[Items from a data source]
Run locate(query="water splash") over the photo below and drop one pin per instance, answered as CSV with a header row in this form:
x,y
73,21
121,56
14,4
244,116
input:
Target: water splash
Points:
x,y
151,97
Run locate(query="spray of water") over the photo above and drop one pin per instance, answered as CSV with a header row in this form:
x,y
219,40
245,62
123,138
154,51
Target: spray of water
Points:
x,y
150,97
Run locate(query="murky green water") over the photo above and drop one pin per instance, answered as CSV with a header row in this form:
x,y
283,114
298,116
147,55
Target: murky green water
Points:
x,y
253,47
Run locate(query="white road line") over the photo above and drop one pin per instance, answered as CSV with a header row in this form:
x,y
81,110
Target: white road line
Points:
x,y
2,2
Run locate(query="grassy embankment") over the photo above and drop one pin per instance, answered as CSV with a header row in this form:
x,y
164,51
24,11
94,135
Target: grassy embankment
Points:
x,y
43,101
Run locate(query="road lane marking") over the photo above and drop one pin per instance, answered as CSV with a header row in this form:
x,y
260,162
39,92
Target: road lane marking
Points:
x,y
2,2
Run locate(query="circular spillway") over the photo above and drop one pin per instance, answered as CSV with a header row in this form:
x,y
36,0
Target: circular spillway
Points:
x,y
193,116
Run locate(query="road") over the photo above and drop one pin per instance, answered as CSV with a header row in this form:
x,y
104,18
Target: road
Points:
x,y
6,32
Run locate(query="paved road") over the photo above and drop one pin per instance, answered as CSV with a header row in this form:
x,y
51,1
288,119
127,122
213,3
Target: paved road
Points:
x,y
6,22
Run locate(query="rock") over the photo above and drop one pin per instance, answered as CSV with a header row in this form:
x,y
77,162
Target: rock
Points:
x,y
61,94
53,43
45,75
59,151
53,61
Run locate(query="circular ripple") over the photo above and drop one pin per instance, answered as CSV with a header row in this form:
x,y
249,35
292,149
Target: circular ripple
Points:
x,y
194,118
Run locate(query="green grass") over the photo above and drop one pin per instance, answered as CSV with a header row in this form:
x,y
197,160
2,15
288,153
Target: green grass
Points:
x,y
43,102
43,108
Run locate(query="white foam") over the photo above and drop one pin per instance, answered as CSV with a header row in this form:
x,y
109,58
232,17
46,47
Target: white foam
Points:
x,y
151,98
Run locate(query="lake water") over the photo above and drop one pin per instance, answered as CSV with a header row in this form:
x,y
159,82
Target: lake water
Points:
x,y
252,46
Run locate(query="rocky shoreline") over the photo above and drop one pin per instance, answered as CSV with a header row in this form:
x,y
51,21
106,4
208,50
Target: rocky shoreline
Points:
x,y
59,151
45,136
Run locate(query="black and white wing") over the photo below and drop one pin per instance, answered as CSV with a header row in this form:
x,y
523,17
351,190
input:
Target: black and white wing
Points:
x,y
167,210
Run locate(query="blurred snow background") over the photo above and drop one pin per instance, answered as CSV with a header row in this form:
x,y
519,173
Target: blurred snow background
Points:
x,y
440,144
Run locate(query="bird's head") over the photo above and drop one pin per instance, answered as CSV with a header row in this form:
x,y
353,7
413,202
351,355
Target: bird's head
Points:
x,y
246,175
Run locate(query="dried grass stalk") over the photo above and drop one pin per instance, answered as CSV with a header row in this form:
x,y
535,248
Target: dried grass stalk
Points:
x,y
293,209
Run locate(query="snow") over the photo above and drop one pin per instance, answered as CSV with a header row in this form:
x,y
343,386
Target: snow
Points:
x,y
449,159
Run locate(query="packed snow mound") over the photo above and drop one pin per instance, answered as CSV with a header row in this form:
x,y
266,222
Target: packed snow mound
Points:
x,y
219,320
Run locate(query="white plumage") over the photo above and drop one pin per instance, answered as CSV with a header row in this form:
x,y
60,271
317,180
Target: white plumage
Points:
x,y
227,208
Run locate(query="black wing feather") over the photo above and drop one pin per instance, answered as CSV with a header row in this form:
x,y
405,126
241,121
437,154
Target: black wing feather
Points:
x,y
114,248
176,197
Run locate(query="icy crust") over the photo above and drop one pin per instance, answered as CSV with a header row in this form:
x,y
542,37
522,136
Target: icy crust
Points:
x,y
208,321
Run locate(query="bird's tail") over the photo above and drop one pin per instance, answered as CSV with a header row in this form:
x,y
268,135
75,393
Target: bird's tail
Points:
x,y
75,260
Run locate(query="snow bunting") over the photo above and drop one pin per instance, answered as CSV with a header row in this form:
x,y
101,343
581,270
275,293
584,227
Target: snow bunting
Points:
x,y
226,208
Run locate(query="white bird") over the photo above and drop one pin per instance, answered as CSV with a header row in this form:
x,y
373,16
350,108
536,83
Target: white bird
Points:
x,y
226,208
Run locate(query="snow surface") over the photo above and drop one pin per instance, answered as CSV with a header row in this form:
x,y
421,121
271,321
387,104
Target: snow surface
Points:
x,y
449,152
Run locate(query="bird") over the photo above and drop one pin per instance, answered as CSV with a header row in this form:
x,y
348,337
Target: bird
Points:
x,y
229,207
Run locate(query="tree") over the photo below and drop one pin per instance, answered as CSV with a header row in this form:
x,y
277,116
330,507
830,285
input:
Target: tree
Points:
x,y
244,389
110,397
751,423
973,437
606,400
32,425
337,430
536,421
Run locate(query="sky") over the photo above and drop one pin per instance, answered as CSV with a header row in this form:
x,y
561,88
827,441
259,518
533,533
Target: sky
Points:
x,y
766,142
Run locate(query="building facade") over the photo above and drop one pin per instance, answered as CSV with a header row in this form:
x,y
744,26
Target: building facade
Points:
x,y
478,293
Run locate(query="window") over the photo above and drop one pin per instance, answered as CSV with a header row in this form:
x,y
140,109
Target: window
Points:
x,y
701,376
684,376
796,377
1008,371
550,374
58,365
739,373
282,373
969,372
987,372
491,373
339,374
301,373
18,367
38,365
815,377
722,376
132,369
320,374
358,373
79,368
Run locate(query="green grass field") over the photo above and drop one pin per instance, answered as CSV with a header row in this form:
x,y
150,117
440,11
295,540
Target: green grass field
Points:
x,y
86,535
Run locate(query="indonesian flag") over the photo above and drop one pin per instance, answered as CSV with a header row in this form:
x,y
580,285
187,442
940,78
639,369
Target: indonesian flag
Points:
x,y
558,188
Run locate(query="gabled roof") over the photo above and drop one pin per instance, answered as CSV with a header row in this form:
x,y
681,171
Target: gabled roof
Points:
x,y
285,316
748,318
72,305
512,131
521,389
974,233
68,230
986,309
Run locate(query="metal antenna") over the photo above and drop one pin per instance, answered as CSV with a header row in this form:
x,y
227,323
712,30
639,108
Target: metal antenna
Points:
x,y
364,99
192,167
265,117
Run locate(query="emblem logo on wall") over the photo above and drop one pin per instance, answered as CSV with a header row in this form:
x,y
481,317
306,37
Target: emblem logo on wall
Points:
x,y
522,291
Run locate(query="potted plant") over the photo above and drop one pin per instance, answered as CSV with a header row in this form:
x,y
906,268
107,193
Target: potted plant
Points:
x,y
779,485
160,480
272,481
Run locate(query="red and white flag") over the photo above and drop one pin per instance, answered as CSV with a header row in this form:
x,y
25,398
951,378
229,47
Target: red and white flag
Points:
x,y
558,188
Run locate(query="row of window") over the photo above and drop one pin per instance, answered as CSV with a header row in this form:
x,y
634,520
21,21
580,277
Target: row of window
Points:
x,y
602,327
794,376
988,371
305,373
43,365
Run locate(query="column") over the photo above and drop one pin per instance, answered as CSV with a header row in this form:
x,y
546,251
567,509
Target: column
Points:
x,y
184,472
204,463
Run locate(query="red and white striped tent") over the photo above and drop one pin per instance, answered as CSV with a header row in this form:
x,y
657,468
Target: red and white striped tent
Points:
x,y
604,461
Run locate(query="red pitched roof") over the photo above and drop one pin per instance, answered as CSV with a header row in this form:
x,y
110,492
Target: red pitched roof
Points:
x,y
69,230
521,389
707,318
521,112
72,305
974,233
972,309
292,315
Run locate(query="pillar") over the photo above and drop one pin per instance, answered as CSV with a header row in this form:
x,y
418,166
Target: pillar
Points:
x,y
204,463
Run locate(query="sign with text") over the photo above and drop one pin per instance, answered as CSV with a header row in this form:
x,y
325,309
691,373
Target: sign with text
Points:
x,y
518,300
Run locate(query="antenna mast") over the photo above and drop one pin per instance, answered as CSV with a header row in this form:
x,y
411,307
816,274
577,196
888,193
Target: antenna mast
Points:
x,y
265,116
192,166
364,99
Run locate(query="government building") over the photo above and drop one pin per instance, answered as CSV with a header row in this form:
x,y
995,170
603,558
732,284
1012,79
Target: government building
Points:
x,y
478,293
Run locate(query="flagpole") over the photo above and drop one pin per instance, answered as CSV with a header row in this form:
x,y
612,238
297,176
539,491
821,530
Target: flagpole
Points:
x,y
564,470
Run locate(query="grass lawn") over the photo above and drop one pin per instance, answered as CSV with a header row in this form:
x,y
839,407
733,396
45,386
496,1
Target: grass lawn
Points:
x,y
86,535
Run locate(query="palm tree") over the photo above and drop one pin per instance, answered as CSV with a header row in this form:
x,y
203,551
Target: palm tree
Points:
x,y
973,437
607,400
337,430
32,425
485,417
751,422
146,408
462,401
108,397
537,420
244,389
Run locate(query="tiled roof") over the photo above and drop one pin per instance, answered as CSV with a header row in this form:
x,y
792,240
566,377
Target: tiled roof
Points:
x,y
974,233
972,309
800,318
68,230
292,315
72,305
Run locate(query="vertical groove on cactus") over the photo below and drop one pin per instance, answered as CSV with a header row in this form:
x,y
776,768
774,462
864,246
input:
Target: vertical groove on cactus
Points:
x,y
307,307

*EXERCISE REQUIREMENTS:*
Which lines in the records contain the string "bird"? Copy out each of those lines in full.

*TASK RESULT:*
Run locate(query="bird's head") over the photo above and drop one pin per instance, answered as CSV with a header row in this form:
Target: bird's head
Run locate(query="bird's tail") over the photo above and drop one pin per instance, answered as CSV with a header row in this form:
Target: bird's tail
Run locate(query="white bird") over the photo above and drop one pin per instance, answered as CSV with a header row in this form:
Target: white bird
Run locate(query="bird") over the photo above and drop one pin per instance, answered as CSV with a header row in this form:
Target: bird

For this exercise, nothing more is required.